ASSIGNMENT: Reproduce word for word the line that contains "the parade float" and every line after it to the end of the records, with nothing else added.
++++ SOURCE MATERIAL
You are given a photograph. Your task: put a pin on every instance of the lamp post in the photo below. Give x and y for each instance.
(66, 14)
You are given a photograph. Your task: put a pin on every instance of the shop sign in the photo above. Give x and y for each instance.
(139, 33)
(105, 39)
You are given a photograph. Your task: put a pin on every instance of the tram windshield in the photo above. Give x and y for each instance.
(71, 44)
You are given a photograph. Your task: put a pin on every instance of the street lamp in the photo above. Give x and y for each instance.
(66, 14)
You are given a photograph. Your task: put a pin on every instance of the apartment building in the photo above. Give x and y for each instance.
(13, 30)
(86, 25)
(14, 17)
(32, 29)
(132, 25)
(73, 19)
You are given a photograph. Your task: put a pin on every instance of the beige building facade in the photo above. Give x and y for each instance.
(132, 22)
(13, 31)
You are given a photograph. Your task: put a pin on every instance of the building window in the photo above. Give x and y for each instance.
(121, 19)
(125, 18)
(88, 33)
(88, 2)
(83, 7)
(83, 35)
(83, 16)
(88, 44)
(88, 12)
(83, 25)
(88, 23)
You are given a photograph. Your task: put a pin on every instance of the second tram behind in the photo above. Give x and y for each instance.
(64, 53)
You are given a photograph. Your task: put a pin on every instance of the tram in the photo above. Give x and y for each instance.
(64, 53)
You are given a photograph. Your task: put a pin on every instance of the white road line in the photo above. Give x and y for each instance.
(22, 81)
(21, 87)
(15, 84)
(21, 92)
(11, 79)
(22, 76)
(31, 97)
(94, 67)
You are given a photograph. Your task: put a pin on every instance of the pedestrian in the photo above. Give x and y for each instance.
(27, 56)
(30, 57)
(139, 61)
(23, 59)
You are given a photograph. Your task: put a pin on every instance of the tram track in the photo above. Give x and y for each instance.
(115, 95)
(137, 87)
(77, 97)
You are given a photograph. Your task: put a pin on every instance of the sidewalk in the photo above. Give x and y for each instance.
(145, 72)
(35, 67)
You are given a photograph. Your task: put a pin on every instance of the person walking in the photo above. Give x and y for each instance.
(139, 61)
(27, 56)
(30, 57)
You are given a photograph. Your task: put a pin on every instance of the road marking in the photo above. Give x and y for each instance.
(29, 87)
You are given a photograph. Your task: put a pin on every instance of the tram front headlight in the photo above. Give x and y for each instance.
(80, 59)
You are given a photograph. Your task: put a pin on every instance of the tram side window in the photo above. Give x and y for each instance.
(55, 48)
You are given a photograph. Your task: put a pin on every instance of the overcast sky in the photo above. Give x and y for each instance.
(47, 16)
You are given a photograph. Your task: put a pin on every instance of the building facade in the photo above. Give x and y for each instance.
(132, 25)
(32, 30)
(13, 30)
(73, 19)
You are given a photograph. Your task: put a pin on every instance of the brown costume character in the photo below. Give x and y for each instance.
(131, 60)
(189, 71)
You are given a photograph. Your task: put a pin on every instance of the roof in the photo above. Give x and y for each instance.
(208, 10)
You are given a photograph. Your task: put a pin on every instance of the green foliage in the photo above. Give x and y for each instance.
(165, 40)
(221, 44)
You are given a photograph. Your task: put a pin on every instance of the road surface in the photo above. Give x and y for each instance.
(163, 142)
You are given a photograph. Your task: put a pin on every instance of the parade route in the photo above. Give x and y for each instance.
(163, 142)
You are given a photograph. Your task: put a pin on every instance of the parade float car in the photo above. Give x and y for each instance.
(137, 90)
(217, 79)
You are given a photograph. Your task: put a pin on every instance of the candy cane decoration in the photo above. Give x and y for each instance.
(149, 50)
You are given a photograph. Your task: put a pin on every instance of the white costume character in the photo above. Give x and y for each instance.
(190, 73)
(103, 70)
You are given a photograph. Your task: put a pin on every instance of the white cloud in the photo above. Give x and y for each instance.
++++++++
EXERCISE SOLUTION:
You are given a photograph. Your task: put a pin on every instance of the parade float car in the photo above. Give x and y for each instance.
(137, 90)
(217, 79)
You are given a photograph. Your task: put a pin on every instance of the candy cane decoration in the photo above. Give x and y for each instance.
(149, 50)
You are given a photograph. Your task: put a pin on every instance of the white costume character in the photo above. Give x and y for each instance.
(190, 73)
(103, 70)
You are given a photograph. Your task: put a pin on every instance of the white cloud in the photo above. Give x and y for each instance.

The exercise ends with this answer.